Stored dataset items
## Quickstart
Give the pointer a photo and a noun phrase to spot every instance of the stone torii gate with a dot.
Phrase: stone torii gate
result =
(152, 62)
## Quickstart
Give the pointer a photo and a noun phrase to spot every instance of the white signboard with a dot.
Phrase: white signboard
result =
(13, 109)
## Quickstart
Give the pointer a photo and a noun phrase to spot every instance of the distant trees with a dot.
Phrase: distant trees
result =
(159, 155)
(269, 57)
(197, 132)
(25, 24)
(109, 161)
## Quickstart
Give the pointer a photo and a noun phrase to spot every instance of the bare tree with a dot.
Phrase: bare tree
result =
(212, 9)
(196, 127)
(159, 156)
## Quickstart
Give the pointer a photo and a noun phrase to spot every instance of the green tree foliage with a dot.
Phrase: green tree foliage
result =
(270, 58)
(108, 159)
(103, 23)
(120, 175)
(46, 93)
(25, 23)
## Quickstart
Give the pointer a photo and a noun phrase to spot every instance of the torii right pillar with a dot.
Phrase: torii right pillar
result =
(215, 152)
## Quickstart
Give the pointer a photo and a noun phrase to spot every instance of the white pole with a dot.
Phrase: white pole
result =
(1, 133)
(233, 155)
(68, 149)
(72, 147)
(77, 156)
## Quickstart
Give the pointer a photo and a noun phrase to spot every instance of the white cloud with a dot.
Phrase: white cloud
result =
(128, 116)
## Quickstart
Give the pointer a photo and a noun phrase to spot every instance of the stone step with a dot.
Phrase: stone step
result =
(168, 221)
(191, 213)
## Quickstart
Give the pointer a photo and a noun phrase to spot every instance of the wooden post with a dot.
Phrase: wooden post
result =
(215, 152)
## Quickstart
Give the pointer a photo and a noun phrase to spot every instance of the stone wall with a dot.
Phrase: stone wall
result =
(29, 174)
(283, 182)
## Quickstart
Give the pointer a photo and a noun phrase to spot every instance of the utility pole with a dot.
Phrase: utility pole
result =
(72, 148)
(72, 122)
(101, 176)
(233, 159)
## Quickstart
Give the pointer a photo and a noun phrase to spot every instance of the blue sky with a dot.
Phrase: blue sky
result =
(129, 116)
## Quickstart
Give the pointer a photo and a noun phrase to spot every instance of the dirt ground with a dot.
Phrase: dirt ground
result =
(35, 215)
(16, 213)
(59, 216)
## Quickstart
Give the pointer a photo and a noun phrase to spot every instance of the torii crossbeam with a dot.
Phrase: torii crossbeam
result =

ACTIVITY = Print the data above exactly as it was provided.

EXERCISE OUTPUT =
## Quickstart
Give the pointer a photo and a noun phrase to spot every instance of the stone torii gate with a dot.
Phrase: stone torii gate
result =
(152, 62)
## Quickstart
Give the pointer a photo and a noun phrase to spot every instance of the white signboard with a dot.
Phrase: white signboard
result =
(13, 109)
## Quickstart
Give the pointer a photo and a noun phrase to spot every instance of the distant trees with a dot.
Phrase: distant trees
result =
(159, 155)
(269, 57)
(197, 132)
(25, 24)
(109, 161)
## Quickstart
Give the pointer a photo and a noun phrase to spot every instance of the bare tree with a dot.
Phrase: bare tree
result =
(212, 9)
(196, 127)
(159, 156)
## Quickstart
Give the pointer a photo and a noun phrase to spot every instance of the green tree foliage with a dot.
Phrase: green tree foliage
result =
(270, 58)
(108, 159)
(103, 23)
(120, 175)
(46, 93)
(25, 23)
## Quickstart
Give the pointer a photo and a noun phrase to spot every instance of the torii right pillar with a dot.
Phrase: torii right pillar
result =
(215, 152)
## Quickstart
Give the pointer a photo and a noun phrase to spot every instance of the white pole with a dot.
Phrase: white pole
result =
(1, 133)
(233, 155)
(68, 149)
(72, 147)
(77, 156)
## Quickstart
Give the pointer a photo and a noun phrase to spot every instance of the white cloud with a dot.
Phrase: white cloud
result =
(128, 116)
## Quickstart
Give the pointer a photo and a noun phrase to spot every instance of the stone step with a dot.
Phrase: stone step
result =
(168, 221)
(191, 213)
## Quickstart
Give the pointer a photo and a noun phrase to spot every instance of the wooden post with a dot.
Phrase: wooden post
result =
(215, 152)
## Quickstart
Give the pointer a photo and a noun phrase to spot every instance of the stone wall with a dot.
Phrase: stone wall
result =
(29, 174)
(283, 182)
## Quickstart
Give the pointer a photo and a noun phrase to spot every instance of the utility pole with a dot.
Phrase: utility pole
result =
(72, 148)
(72, 122)
(101, 176)
(233, 159)
## Quickstart
Give the pointer a photo and a noun phrase to spot every instance of the blue sky with a dot.
Phrase: blue sky
result =
(129, 116)
## Quickstart
Give the pointer a photo and a noun phrase to spot every instance of the dirt ground with a dot.
Phrase: dirt ground
result =
(35, 215)
(16, 213)
(59, 216)
## Quickstart
Give the pointer a photo and a noun phrase to spot every instance of the torii crossbeam with a dot.
Phrase: torii crossbeam
result =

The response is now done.